Problem requirements: Without changing anything, transcribe all of the entries.

Data excerpts:
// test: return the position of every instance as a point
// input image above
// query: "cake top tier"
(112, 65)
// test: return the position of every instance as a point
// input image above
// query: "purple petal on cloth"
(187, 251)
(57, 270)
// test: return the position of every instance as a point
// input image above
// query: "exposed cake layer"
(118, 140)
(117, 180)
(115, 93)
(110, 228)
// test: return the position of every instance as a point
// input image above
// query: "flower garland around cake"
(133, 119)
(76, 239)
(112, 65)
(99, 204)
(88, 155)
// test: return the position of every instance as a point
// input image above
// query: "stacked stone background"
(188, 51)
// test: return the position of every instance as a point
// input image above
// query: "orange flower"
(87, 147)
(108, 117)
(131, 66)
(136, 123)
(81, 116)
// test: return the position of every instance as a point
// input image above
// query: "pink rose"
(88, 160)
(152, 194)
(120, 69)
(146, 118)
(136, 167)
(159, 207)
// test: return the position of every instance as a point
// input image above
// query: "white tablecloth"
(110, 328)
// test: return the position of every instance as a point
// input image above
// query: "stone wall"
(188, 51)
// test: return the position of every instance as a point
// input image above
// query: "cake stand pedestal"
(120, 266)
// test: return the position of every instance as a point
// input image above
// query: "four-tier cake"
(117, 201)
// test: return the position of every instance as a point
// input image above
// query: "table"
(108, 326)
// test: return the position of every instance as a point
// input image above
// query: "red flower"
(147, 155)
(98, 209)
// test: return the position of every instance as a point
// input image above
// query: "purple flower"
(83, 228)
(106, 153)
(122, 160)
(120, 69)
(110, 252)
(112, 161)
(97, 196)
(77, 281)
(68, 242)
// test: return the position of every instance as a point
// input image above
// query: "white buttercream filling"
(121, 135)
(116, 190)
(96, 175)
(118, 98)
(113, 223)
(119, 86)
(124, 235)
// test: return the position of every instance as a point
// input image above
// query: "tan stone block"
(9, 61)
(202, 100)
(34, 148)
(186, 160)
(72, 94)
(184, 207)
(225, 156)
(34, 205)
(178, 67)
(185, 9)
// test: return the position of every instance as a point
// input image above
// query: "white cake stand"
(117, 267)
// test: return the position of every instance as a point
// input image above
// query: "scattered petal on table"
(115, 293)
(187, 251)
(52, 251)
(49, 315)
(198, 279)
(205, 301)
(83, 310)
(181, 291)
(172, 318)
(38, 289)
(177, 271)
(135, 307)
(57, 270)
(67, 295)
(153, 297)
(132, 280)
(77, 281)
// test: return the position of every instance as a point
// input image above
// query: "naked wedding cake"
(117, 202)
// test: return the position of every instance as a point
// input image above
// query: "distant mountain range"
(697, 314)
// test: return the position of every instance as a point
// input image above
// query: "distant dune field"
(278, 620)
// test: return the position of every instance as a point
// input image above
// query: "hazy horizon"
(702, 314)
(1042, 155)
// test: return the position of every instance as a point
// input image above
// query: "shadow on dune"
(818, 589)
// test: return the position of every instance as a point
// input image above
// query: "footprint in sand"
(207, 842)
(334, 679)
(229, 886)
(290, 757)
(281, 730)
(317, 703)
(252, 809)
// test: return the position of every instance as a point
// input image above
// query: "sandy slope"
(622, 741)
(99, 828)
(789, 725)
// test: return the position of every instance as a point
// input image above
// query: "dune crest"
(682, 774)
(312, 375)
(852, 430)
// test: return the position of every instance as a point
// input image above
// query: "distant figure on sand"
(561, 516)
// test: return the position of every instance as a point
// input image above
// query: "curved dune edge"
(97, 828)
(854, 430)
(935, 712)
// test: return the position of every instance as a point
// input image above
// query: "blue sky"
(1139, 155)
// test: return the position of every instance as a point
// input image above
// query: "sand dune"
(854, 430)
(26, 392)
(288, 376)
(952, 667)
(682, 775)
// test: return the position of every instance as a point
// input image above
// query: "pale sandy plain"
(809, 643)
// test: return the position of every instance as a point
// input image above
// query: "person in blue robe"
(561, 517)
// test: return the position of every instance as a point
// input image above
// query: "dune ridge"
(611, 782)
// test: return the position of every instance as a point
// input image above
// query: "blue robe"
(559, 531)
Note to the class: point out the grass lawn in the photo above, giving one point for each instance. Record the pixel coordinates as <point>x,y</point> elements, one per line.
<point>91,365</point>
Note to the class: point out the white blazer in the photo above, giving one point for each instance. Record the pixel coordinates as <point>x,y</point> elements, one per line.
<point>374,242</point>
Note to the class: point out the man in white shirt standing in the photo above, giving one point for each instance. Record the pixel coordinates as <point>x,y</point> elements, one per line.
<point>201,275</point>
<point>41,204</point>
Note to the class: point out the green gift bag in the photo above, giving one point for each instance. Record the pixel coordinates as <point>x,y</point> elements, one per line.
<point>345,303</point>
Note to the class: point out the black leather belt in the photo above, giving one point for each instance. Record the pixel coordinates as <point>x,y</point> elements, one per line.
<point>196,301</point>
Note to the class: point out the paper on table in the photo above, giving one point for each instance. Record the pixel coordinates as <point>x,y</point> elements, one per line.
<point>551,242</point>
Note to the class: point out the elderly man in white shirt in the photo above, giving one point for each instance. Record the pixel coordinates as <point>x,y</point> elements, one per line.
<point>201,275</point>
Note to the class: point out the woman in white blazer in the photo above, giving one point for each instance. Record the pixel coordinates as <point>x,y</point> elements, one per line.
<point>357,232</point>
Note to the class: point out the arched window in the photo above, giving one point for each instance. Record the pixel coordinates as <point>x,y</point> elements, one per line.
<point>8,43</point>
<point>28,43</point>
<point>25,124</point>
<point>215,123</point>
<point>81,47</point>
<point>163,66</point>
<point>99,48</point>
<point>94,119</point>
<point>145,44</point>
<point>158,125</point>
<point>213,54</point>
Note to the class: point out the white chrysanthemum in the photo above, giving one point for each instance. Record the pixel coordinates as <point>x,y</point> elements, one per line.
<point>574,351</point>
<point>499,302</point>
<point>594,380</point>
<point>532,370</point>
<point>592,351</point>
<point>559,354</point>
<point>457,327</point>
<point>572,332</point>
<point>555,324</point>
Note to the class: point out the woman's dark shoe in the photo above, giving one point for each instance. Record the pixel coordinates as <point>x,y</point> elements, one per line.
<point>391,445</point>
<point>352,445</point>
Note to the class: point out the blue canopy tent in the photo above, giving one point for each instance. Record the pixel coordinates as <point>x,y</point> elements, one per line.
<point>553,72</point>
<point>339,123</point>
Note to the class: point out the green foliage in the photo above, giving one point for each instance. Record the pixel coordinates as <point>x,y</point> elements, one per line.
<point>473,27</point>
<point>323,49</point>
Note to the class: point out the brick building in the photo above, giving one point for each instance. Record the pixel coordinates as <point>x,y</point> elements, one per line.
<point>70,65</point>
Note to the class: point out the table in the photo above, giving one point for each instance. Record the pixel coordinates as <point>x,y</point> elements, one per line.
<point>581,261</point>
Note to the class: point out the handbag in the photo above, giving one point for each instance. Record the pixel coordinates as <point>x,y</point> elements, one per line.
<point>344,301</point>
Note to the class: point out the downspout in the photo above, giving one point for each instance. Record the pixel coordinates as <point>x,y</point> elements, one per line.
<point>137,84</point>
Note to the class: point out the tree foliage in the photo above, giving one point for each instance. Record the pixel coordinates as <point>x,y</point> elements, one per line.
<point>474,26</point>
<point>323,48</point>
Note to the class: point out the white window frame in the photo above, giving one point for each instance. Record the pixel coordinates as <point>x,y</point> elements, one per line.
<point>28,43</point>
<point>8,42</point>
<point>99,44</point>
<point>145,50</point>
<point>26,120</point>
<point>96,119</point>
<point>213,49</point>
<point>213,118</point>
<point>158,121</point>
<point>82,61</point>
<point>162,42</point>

Answer to this exercise:
// test: return the position of every instance as a point
// input image above
// query: "cake top tier"
(112, 65)
// test: return the position of every instance as a point
// input image above
// query: "purple petal on cloth"
(187, 251)
(57, 270)
// test: return the position of every instance as a point
// input image above
// query: "exposed cake layer"
(118, 140)
(117, 180)
(115, 93)
(110, 228)
// test: return the position of every instance as a point
// input image above
// query: "flower garland around cake"
(133, 119)
(76, 239)
(112, 65)
(99, 204)
(88, 155)
// test: return the position of every instance as a point
// input image above
// query: "stacked stone background"
(188, 51)
// test: return the position of every instance as a point
// input image above
// query: "orange flower"
(87, 147)
(108, 117)
(131, 66)
(136, 123)
(81, 116)
// test: return the position of every instance as a point
// input image above
// query: "pink rose"
(88, 160)
(152, 194)
(120, 69)
(146, 118)
(136, 167)
(159, 207)
// test: return the position of every instance as a point
// input image above
// query: "white tablecloth"
(110, 328)
// test: return the position of every instance as a point
// input image above
// query: "stone wall"
(188, 51)
// test: return the position of every instance as a point
// input image above
// query: "cake stand pedestal"
(120, 266)
// test: return the position of every instance as a point
// input image above
// query: "four-tier cake"
(117, 201)
// test: return the position of every instance as a point
// input image above
// query: "table"
(108, 326)
// test: return the position of every instance as a point
// input image above
// query: "red flower"
(147, 155)
(98, 209)
// test: return the position of every instance as a point
// input image above
// query: "purple flower"
(83, 228)
(106, 153)
(122, 160)
(120, 69)
(110, 252)
(112, 161)
(97, 196)
(77, 281)
(68, 242)
// test: return the position of every instance as a point
// input image above
// query: "white buttercream filling"
(121, 135)
(116, 190)
(96, 175)
(118, 98)
(113, 223)
(119, 86)
(124, 235)
// test: return the position of every instance as a point
// input image above
// query: "tan stone block"
(9, 61)
(202, 100)
(34, 148)
(186, 160)
(72, 94)
(184, 207)
(225, 156)
(34, 205)
(178, 67)
(185, 9)
// test: return the position of every instance as a point
// input image above
// query: "white cake stand"
(117, 267)
// test: return the position of every instance as a point
// input image above
// query: "scattered petal on table"
(115, 293)
(187, 251)
(52, 251)
(49, 315)
(198, 279)
(205, 301)
(83, 310)
(181, 291)
(172, 318)
(38, 289)
(177, 271)
(135, 307)
(57, 270)
(67, 295)
(153, 297)
(132, 280)
(77, 281)
// test: return the position of every instance as a point
// input image above
// query: "naked wedding cake"
(117, 202)
// test: return the position of every instance as a point
// input image above
// query: "distant mountain range"
(697, 314)
// test: return the position of every instance as a point
// input image above
// query: "distant dune field"
(278, 620)
// test: return the position of every instance as a point
// input image above
// query: "hazy horizon"
(702, 314)
(1042, 155)
// test: return the position of every instance as a point
// input image above
// query: "shadow on dune"
(818, 589)
// test: return the position of every instance as a point
// input image above
// query: "footprint in sand"
(207, 842)
(334, 679)
(229, 886)
(290, 757)
(281, 730)
(317, 703)
(252, 809)
// test: return the position of every instance as a point
// input image above
// query: "sandy slope"
(622, 741)
(99, 828)
(789, 725)
// test: return the position of every instance as a point
// input image above
// query: "dune crest"
(682, 774)
(312, 375)
(852, 430)
// test: return the position of every instance as a point
// input image above
// query: "distant figure on sand"
(561, 516)
// test: return the position of every instance as a point
// input image above
// query: "curved dune edge"
(97, 828)
(854, 430)
(935, 712)
// test: return the position of every instance as a point
// input image above
// query: "blue sky"
(1139, 155)
// test: return the position of every instance as a point
// input image above
// query: "sand dune"
(854, 430)
(26, 392)
(288, 376)
(952, 667)
(682, 775)
// test: return the position of every instance as a point
// input image above
// query: "pale sandy plain"
(809, 643)
// test: return the position of every instance as a point
// input image above
// query: "person in blue robe"
(561, 517)
// test: return the position of every instance as a point
// input image above
// query: "dune ridge"
(611, 782)
// test: return the position of every instance as a point
// input image above
// query: "blue robe"
(559, 531)
Note to the class: point out the grass lawn in the photo above, giving one point for each instance. Record the pixel coordinates as <point>x,y</point> elements, one per line.
<point>91,365</point>
Note to the class: point out the white blazer in the photo above, giving one point for each instance. Record the pixel coordinates as <point>x,y</point> elements, one per line.
<point>374,242</point>
Note to the class: point out the man in white shirt standing in the photo above, giving one point for each instance. Record the pixel coordinates as <point>x,y</point> elements, one per line.
<point>201,275</point>
<point>41,204</point>
Note to the class: point out the green gift bag in the photo above, giving one point for each instance. Record the pixel coordinates as <point>x,y</point> elements, one per line.
<point>345,303</point>
Note to the class: point out the black leather belt in the photo above, giving one point for each instance. Record the pixel coordinates as <point>x,y</point> elements, one per line.
<point>196,301</point>
Note to the class: point out the paper on table in the photo above, giving one point for each instance. Record the pixel coordinates as <point>x,y</point> elements, one per line.
<point>551,242</point>
Note to the class: point out the elderly man in white shirt in the photo above, giving one point for each instance. Record the pixel coordinates as <point>x,y</point> elements, one per line.
<point>201,275</point>
Note to the class: point out the woman in white blazer in the photo above, giving one point for each instance. Record the pixel coordinates as <point>x,y</point> elements, one per line.
<point>357,232</point>
Note to the class: point out the arched window in the photo above, giving one point for each instance. Record the pixel coordinates as <point>x,y</point> elements, one per line.
<point>8,43</point>
<point>28,43</point>
<point>25,124</point>
<point>215,123</point>
<point>81,47</point>
<point>163,66</point>
<point>99,48</point>
<point>94,119</point>
<point>145,44</point>
<point>158,125</point>
<point>213,54</point>
Note to the class: point out the white chrysanthemum in the photo above, giving one point for each instance. Record the pixel coordinates as <point>x,y</point> elements, one per line.
<point>574,351</point>
<point>499,302</point>
<point>594,380</point>
<point>532,370</point>
<point>592,351</point>
<point>559,354</point>
<point>457,327</point>
<point>572,332</point>
<point>555,324</point>
Note to the class: point out the woman's dark shoe in the photo above, giving one point for each instance. Record the pixel coordinates as <point>x,y</point> elements, one per line.
<point>391,445</point>
<point>352,445</point>
Note to the class: point out the blue canopy tent in the photo above, giving one point for each instance. Record the pixel coordinates as <point>x,y</point> elements, one per line.
<point>553,72</point>
<point>339,123</point>
Note to the class: point out the green foliage in the photo above, giving one point for each instance. Record the pixel coordinates as <point>x,y</point> elements, one per line.
<point>473,27</point>
<point>323,49</point>
Note to the class: point out the brick building in the photo above, giving one point for each instance. Record the pixel coordinates as <point>x,y</point> elements, one per line.
<point>70,65</point>
Note to the class: point out the table in the photo above, giving one point for each instance. Record the pixel coordinates as <point>x,y</point> elements, one per line.
<point>581,261</point>
Note to the class: point out the handbag in the photo above, giving one point for each instance. Record the pixel coordinates as <point>x,y</point> elements, one per line.
<point>344,301</point>
Note to the class: point out the downspout in the photo above, giving one point for each instance. Record the pixel coordinates as <point>x,y</point> elements, one per line.
<point>137,84</point>
Note to the class: point out the tree foliage in the photo above, giving one point for each instance. Record the pixel coordinates as <point>x,y</point> elements, one per line.
<point>474,26</point>
<point>323,48</point>
Note to the class: point out the white window frame in the photo above, giving one point for each instance. Record the pixel coordinates as <point>x,y</point> elements, one per line.
<point>28,43</point>
<point>8,42</point>
<point>99,44</point>
<point>145,50</point>
<point>26,120</point>
<point>96,119</point>
<point>213,49</point>
<point>213,118</point>
<point>158,121</point>
<point>82,61</point>
<point>162,42</point>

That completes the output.